▶ _Work to be completed_: Gather each line of the material below that contains the string "apartment" and copy those lines out in full. Treat the match as case-sensitive.

▶ _Supplied material_:
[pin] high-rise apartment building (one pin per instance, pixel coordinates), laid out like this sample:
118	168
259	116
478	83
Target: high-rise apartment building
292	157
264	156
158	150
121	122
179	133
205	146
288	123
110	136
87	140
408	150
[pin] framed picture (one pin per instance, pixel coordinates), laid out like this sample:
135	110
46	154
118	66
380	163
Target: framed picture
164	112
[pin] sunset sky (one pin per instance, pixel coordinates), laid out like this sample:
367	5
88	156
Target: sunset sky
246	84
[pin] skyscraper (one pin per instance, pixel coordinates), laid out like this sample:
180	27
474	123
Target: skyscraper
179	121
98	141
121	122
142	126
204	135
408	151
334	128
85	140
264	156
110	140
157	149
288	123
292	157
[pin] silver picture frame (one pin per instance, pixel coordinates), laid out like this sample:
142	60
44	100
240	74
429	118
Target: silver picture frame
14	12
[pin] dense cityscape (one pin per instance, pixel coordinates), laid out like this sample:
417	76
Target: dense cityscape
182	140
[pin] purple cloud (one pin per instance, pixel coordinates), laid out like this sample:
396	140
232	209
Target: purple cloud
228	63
==
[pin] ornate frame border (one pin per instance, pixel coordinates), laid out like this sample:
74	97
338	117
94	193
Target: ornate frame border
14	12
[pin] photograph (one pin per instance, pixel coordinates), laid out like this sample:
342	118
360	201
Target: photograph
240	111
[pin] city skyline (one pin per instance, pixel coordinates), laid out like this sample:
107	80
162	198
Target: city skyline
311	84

▶ _Full solution_:
[pin] high-rise apartment building (one pin per instance, pixel coordinates), laid out like this sample:
Target: high-rise apartment building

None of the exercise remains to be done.